--- RECORDS Enclosed Below ---

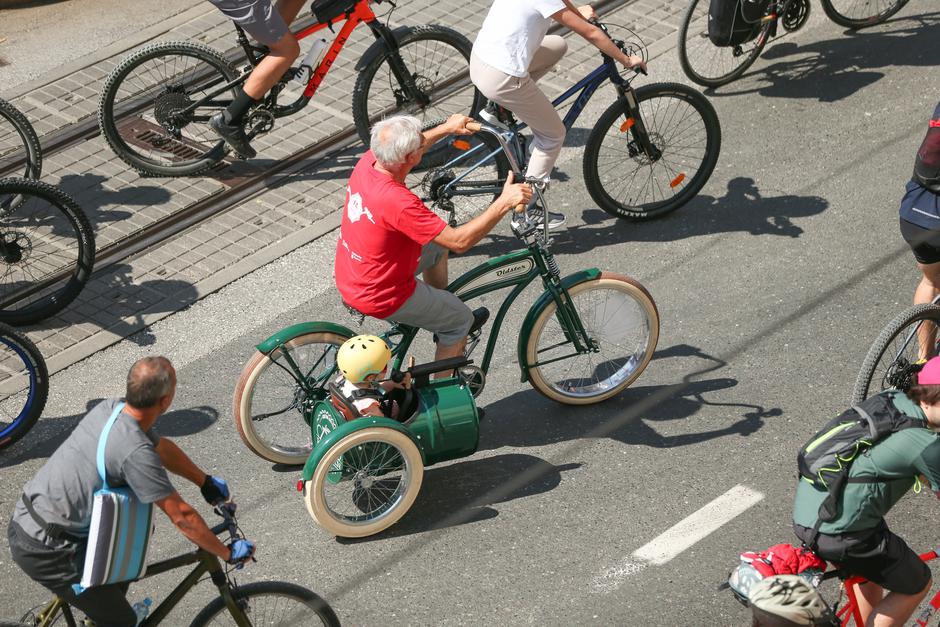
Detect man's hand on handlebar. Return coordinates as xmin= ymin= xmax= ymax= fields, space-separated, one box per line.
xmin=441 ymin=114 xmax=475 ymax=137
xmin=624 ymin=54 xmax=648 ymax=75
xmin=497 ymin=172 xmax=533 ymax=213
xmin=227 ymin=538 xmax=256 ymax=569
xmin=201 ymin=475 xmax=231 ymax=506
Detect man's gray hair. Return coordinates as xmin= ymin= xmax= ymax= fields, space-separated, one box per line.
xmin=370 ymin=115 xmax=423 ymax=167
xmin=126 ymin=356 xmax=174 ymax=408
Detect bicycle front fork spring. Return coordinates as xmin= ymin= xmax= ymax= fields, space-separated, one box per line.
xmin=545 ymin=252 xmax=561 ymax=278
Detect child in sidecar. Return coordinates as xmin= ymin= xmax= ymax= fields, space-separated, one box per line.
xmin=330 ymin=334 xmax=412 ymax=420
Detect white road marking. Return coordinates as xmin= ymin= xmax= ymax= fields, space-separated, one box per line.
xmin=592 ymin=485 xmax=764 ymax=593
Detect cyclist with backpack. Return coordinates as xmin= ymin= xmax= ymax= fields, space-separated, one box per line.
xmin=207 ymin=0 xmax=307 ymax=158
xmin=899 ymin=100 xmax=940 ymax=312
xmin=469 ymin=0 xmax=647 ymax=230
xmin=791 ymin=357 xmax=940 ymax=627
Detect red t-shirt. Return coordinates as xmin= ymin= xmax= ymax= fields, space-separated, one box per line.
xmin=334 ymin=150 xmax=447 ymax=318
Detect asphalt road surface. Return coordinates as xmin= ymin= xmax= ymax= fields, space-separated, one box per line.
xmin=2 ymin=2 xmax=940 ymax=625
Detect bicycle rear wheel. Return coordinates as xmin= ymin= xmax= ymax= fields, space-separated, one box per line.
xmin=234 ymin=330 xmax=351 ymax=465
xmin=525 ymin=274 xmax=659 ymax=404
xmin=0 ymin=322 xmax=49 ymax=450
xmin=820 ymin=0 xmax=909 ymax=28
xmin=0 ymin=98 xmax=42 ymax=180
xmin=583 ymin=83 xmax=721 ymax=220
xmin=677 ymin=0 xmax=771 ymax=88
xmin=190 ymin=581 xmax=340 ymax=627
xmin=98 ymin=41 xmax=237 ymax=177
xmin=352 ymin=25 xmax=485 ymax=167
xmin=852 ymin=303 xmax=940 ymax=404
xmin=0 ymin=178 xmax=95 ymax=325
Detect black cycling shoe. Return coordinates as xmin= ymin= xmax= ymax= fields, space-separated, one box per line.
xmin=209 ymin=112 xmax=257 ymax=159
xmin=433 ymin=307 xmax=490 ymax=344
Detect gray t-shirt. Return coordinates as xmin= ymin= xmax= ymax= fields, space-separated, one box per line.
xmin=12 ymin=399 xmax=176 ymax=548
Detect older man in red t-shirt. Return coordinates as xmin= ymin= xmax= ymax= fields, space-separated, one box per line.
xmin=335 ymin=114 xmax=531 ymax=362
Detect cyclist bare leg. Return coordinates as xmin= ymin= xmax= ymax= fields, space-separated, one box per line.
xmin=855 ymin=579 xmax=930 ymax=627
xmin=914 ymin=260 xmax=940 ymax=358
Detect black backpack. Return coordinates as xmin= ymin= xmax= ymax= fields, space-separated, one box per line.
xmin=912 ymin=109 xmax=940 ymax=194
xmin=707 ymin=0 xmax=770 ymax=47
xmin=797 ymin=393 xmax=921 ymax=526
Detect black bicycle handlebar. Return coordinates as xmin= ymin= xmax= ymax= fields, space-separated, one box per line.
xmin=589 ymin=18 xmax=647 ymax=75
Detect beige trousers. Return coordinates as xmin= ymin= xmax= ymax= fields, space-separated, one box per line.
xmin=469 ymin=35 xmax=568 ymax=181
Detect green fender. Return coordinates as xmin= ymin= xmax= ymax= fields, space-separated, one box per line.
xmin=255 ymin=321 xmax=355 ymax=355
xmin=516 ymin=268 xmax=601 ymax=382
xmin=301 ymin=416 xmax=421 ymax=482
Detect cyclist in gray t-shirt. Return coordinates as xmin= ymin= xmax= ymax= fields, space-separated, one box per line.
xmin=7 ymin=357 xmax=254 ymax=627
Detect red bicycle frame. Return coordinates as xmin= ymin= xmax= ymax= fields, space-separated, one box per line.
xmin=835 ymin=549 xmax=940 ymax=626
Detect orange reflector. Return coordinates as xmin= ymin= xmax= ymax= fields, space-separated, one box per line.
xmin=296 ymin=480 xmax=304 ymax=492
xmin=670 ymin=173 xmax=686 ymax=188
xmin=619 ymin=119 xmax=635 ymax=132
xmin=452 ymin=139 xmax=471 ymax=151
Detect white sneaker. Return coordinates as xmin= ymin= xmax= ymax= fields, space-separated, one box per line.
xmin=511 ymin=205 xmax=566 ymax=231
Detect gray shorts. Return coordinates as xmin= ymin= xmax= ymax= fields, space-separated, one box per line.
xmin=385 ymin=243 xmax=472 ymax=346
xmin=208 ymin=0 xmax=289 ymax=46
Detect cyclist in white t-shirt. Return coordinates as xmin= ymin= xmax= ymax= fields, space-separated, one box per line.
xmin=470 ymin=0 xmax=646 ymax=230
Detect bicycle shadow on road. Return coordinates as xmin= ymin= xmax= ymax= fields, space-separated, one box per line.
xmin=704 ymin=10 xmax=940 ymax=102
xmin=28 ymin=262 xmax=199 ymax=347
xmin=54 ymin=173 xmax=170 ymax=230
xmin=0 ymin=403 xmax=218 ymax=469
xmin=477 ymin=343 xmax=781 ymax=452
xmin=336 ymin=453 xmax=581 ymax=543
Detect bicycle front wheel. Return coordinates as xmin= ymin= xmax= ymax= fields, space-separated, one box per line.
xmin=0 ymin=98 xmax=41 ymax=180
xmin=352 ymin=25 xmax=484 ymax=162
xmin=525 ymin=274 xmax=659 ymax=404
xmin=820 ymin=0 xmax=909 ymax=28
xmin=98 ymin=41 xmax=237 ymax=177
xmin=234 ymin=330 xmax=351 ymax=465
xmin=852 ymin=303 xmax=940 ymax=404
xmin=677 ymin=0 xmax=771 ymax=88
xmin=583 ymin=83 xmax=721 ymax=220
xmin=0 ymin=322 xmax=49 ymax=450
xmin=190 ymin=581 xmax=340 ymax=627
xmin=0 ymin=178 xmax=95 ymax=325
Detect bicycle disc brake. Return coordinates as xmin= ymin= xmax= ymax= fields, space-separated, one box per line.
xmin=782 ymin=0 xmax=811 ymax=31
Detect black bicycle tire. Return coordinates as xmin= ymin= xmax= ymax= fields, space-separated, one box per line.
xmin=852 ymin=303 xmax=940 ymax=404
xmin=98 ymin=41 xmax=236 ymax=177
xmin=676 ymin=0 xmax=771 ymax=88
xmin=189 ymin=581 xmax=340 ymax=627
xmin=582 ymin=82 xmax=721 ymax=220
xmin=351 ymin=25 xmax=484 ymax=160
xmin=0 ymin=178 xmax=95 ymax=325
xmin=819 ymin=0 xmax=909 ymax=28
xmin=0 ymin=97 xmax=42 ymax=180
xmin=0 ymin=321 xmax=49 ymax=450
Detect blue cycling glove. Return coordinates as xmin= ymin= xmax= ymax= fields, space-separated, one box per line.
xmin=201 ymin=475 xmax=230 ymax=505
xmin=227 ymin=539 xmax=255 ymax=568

--- End of Enclosed RECORDS ---

WHAT TO WORK ON: Could you copy all of the entries above exactly, without the pictures?

REPLY:
Detect man's hand on handlebar. Return coordinates as xmin= ymin= xmax= ymax= fields, space-separated, one box per line.
xmin=441 ymin=114 xmax=475 ymax=137
xmin=624 ymin=54 xmax=648 ymax=75
xmin=497 ymin=172 xmax=533 ymax=213
xmin=227 ymin=538 xmax=256 ymax=569
xmin=201 ymin=475 xmax=231 ymax=506
Detect man's gray hair. Return coordinates as xmin= ymin= xmax= ymax= fields, space-separated, one box per line.
xmin=370 ymin=115 xmax=423 ymax=167
xmin=126 ymin=356 xmax=174 ymax=408
Detect bicycle front fork spring. Return coordinates as xmin= ymin= xmax= ymax= fields, space-separated, one box per line.
xmin=545 ymin=252 xmax=561 ymax=278
Detect child in sidecar. Return coordinates as xmin= ymin= xmax= ymax= fields, space-separated, one box per line.
xmin=330 ymin=334 xmax=412 ymax=420
Detect white road marking. Return coordinates as xmin= ymin= xmax= ymax= fields, space-separated, one box per line.
xmin=592 ymin=485 xmax=764 ymax=593
Detect cyclist with backpack. Return coordinates as xmin= ymin= xmax= ymax= fields, space-separated, one box per line.
xmin=207 ymin=0 xmax=307 ymax=158
xmin=899 ymin=100 xmax=940 ymax=312
xmin=469 ymin=0 xmax=647 ymax=230
xmin=791 ymin=357 xmax=940 ymax=627
Detect red t-shirt. Return coordinates as xmin= ymin= xmax= ymax= fields, space-separated, one box per line.
xmin=334 ymin=150 xmax=447 ymax=318
Detect asphalt road surface. Return coordinates as xmin= ymin= xmax= ymax= fields, space-separated, one box per line.
xmin=2 ymin=2 xmax=940 ymax=625
Detect bicycle rear wheel. Return coordinates as xmin= ymin= xmax= ymax= fields, space-separated, one box per line.
xmin=234 ymin=330 xmax=351 ymax=465
xmin=525 ymin=274 xmax=659 ymax=404
xmin=0 ymin=322 xmax=49 ymax=450
xmin=820 ymin=0 xmax=909 ymax=28
xmin=0 ymin=98 xmax=42 ymax=180
xmin=583 ymin=83 xmax=721 ymax=220
xmin=677 ymin=0 xmax=771 ymax=88
xmin=190 ymin=581 xmax=340 ymax=627
xmin=98 ymin=41 xmax=237 ymax=177
xmin=352 ymin=25 xmax=485 ymax=167
xmin=852 ymin=303 xmax=940 ymax=404
xmin=0 ymin=178 xmax=95 ymax=325
Detect black cycling shoe. Return coordinates as xmin= ymin= xmax= ymax= fields, space-separated, one box per line.
xmin=209 ymin=112 xmax=257 ymax=159
xmin=433 ymin=307 xmax=490 ymax=344
Detect gray t-shirt. Return coordinates as xmin= ymin= xmax= ymax= fields, space-separated, one box per line.
xmin=12 ymin=399 xmax=176 ymax=548
Detect older man in red t-shirt. Return coordinates as xmin= ymin= xmax= ymax= fields, space-separated, one box per line.
xmin=335 ymin=114 xmax=531 ymax=362
Detect cyclist bare leg. Return coordinates as xmin= ymin= xmax= ymax= fields, space-separated, one box per line.
xmin=855 ymin=579 xmax=930 ymax=627
xmin=914 ymin=260 xmax=940 ymax=358
Detect black backpack. Return coordinates as xmin= ymin= xmax= ymax= fields, space-separated, one box per line.
xmin=912 ymin=109 xmax=940 ymax=194
xmin=707 ymin=0 xmax=770 ymax=47
xmin=797 ymin=393 xmax=921 ymax=526
Detect black bicycle handlebar. Return coordinates as xmin= ymin= xmax= ymax= fields, space-separated, one box per line.
xmin=589 ymin=18 xmax=647 ymax=75
Detect beige trousers. Return coordinates as xmin= ymin= xmax= ymax= fields, space-separated, one box per line.
xmin=469 ymin=35 xmax=568 ymax=181
Detect green fender. Return coordinates as xmin= ymin= xmax= ymax= fields, space-separated, one box per line.
xmin=255 ymin=321 xmax=355 ymax=355
xmin=516 ymin=268 xmax=601 ymax=382
xmin=301 ymin=416 xmax=421 ymax=482
Detect cyclist in gray t-shirt. Return coordinates as xmin= ymin= xmax= ymax= fields, space-separated, one box per line.
xmin=7 ymin=357 xmax=254 ymax=627
Detect red bicycle frame. Return coordinates as xmin= ymin= xmax= ymax= fields, space-separated, one box per line.
xmin=835 ymin=549 xmax=940 ymax=626
Detect orange reflector. Return coordinates as xmin= ymin= xmax= ymax= fields, space-separated, one box per line.
xmin=296 ymin=480 xmax=304 ymax=492
xmin=670 ymin=173 xmax=686 ymax=188
xmin=619 ymin=119 xmax=635 ymax=132
xmin=452 ymin=139 xmax=471 ymax=151
Detect white sneaker. Return coordinates as xmin= ymin= xmax= ymax= fields, space-separated, one box per line.
xmin=511 ymin=205 xmax=566 ymax=231
Detect gray shorts. Return coordinates as xmin= ymin= xmax= ymax= fields, space-separated, one box per line.
xmin=385 ymin=243 xmax=472 ymax=346
xmin=208 ymin=0 xmax=289 ymax=46
Detect cyclist in white t-shirt. Return coordinates as xmin= ymin= xmax= ymax= fields, space-separated, one box per line.
xmin=470 ymin=0 xmax=646 ymax=230
Detect bicycle shadow on road. Return coordinates as xmin= ymin= xmax= ymax= fields, space-separated, one box per line.
xmin=704 ymin=10 xmax=940 ymax=102
xmin=28 ymin=262 xmax=199 ymax=347
xmin=54 ymin=173 xmax=170 ymax=230
xmin=0 ymin=403 xmax=218 ymax=469
xmin=477 ymin=343 xmax=781 ymax=452
xmin=336 ymin=453 xmax=581 ymax=543
Detect bicycle front wheel. Return coordinates as xmin= ymin= xmax= ymax= fields, space-separated, one box per line.
xmin=0 ymin=98 xmax=41 ymax=180
xmin=352 ymin=25 xmax=484 ymax=162
xmin=525 ymin=274 xmax=659 ymax=404
xmin=820 ymin=0 xmax=909 ymax=28
xmin=98 ymin=41 xmax=237 ymax=177
xmin=234 ymin=330 xmax=351 ymax=465
xmin=852 ymin=303 xmax=940 ymax=404
xmin=677 ymin=0 xmax=771 ymax=88
xmin=583 ymin=83 xmax=721 ymax=220
xmin=0 ymin=322 xmax=49 ymax=450
xmin=190 ymin=581 xmax=340 ymax=627
xmin=0 ymin=178 xmax=95 ymax=325
Detect bicycle disc brake. Return coordinates as xmin= ymin= xmax= ymax= fields, space-separated, one box per line.
xmin=782 ymin=0 xmax=811 ymax=31
Detect black bicycle tire. Return coordinates as xmin= ymin= xmax= ymax= fields, space-separated, one box per line.
xmin=852 ymin=303 xmax=940 ymax=404
xmin=98 ymin=41 xmax=236 ymax=177
xmin=676 ymin=0 xmax=771 ymax=88
xmin=189 ymin=581 xmax=340 ymax=627
xmin=582 ymin=82 xmax=721 ymax=220
xmin=351 ymin=25 xmax=484 ymax=160
xmin=0 ymin=178 xmax=95 ymax=325
xmin=819 ymin=0 xmax=909 ymax=28
xmin=0 ymin=97 xmax=42 ymax=180
xmin=0 ymin=321 xmax=49 ymax=450
Detect blue cycling glove. Return coordinates as xmin= ymin= xmax= ymax= fields, space-separated, one box per line.
xmin=201 ymin=475 xmax=230 ymax=505
xmin=227 ymin=539 xmax=255 ymax=568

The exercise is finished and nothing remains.